[Questions]:
[A] Decide whether each statement below agrees with the Wazuh SCA Policy API text. For each, answer yes or no and quote the exact words from the text that settle it.
(i) The API keeps its policy files bundled inside the application.
(ii) The API offers three endpoints.
(iii) The API fetches index.json again on every request.
[B] Write the next part of the Wazuh SCA Policy API text, starting right after its last sentence.

Skip to content

socfortress/CoPilot-SCA

Folders and files

NameName
Last commit message
Last commit date

Latest commit

 

History

21 Commits
 
 
 
 
 
 
 
 

Repository files navigation

Wazuh SCA Policy API

Overview

The Wazuh SCA Policy API is a FastAPI service that acts as a structured gateway to a GitHub repository containing Wazuh SCA (Security Configuration Assessment) YAML policy files. These policies encode CIS (Center for Internet Security) Benchmark checks for applications such as Apache, MySQL, IIS, Nginx, and operating systems across multiple platforms.

Rather than bundling policy files inside the application, the API reads them live from a GitHub repository. This means policies can be updated, versioned, and reviewed independently of the application — a clean separation of data from code.

The API exposes three endpoints to list, filter, and download policies, and uses an in-memory TTL cache to avoid hitting GitHub on every request.


GitHub Repository Structure

The companion GitHub repository (wazuh-sca-policies) must follow this layout for the API to function correctly:

wazuh-sca-policies/
├── index.json                    ← Machine-readable manifest (required)
├── README.md
└── policies/
    ├── apache/
    │   ├── cis_apache_24_rpm.yml
    │   └── cis_apache_24_deb.yml
    ├── mysql/
    │   ├── cis_mysql_80_rpm.yml
    │   ├── cis_mysql_80_deb.yml
    │   └── cis_mysql_80_win.yml
    ├── iis/
    │   └── cis_iis_10_win.yml
    ├── nginx/
    │   ├── cis_nginx_1_rpm.yml
    │   └── cis_nginx_1_deb.yml
    └── mssql/
        └── cis_mssql_2019_win.yml

File Naming Convention

Every YAML file follows the pattern:

{cis}_{application}_{version}_{platform}.yml

Examples:

  • cis_apache_24_rpm.yml — Apache 2.4, RPM-based Linux
  • cis_mysql_80_win.yml — MySQL 8.0, Windows
  • cis_iis_10_win.yml — IIS 10, Windows

The index.json Manifest

The index.json file at the repo root is the critical piece that powers the API's filtering capability. The API fetches this file once (then caches it) to avoid traversing the repo tree on every request.

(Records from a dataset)
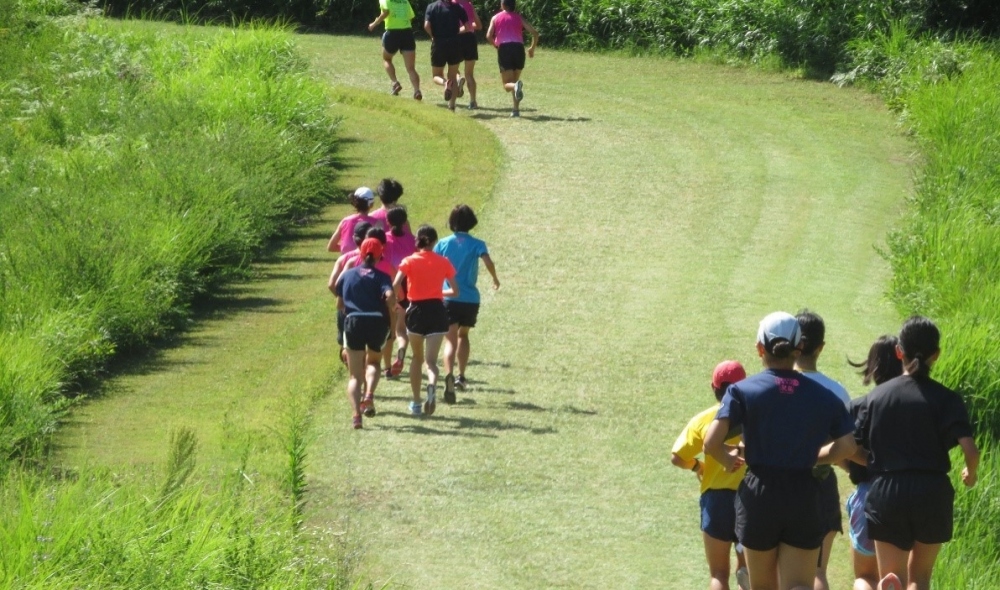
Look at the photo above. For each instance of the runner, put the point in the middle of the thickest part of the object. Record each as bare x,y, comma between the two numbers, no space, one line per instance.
444,21
718,487
787,420
398,16
470,51
343,237
365,295
908,424
400,243
464,253
506,33
881,365
426,317
813,335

[Answers below]:
[A]
(i) No: "Rather than bundling policy files inside the application, the API reads them live from a GitHub repository."
(ii) Yes: "The API exposes three endpoints to list, filter, and download policies"
(iii) No: "The API fetches this file once (then caches it) to avoid traversing the repo tree on every request."

[B]
Example index.json:

{
  "version": "1.0.0",
  "last_updated": "2026-03-06",
  "policies": [
    {
      "id": "cis_apache_24_rpm",
      "name": "CIS Apache HTTP Server 2.4 - RPM",
      "description": "CIS Benchmark for Apache 2.4 on RPM-based Linux",
      "file": "policies/apache/cis_apache_24_rpm.yml",
      "application": "apache",
      "app_version": "2.4",
      "platform": "linux-rpm",
      "cis_version": "1.5.0"
    }
  ]
}

Note: The file field is a relative path from the repo root. The API constructs the full raw GitHub URL at runtime using GITHUB_OWNER, GITHUB_REPO, and GITHUB_BRANCH.

Supported Platform Values

Platform platform value Example Distros / OS
Linux RPM-based linux-rpm RHEL, CentOS, Rocky Linux, AlmaLinux, Fedora
Linux Debian-based linux-deb Ubuntu, Debian, Linux Mint
Windows windows Windows Server 2016/2019/2022, Windows 10/11
macOS macos macOS 12 Monterey, 13 Ventura, 14 Sonoma

Project Structure

sca-api/
├── app/
│   ├── main.py
│   ├── core/
│   │   └── config.py
│   ├── models/
│   │   └── policy.py
│   ├── services/
│   │   ├── github.py
│   │   ├── cache.py
│   │   └── policy.py
│   └── routers/
│       └── policies.py
├── requirements.txt
└── .env.example

Module Responsibilities

File Responsibility
main.py FastAPI app factory + router registration
core/config.py pydantic-settings — reads .env, exposes typed Settings object
models/policy.py PolicySummary, PolicyDetail, PolicyIndex, Platform enum (Pydantic v2)
services/github.py Raw HTTP calls to GitHub — builds raw URLs, fetches index.json and YAML files
services/cache.py Async-safe TTL in-memory cache with lock to prevent thundering herd
services/policy.py Business logic — cache coordination, filtering, per-policy fetch
routers/policies.py 3 HTTP endpoints wired to the service layer

Getting Started

Prerequisites

  • Python 3.11 or later
  • pip
  • A GitHub repository structured as described above
  • (Optional) A GitHub Personal Access Token

Installation

  1. Clone this repository:
git clone https://github.com/your-org/sca-api.git
cd sca-api
  1. Create and activate a virtual environment:
python -m venv .venv
source .venv/bin/activate        # Linux / macOS
.venv\Scripts\activate           # Windows
  1. Install dependencies:
pip install -r requirements.txt
  1. Copy the example env file and fill in your values:
cp .env.example .env

Configuration

All configuration is managed through environment variables, loaded from a .env file via pydantic-settings.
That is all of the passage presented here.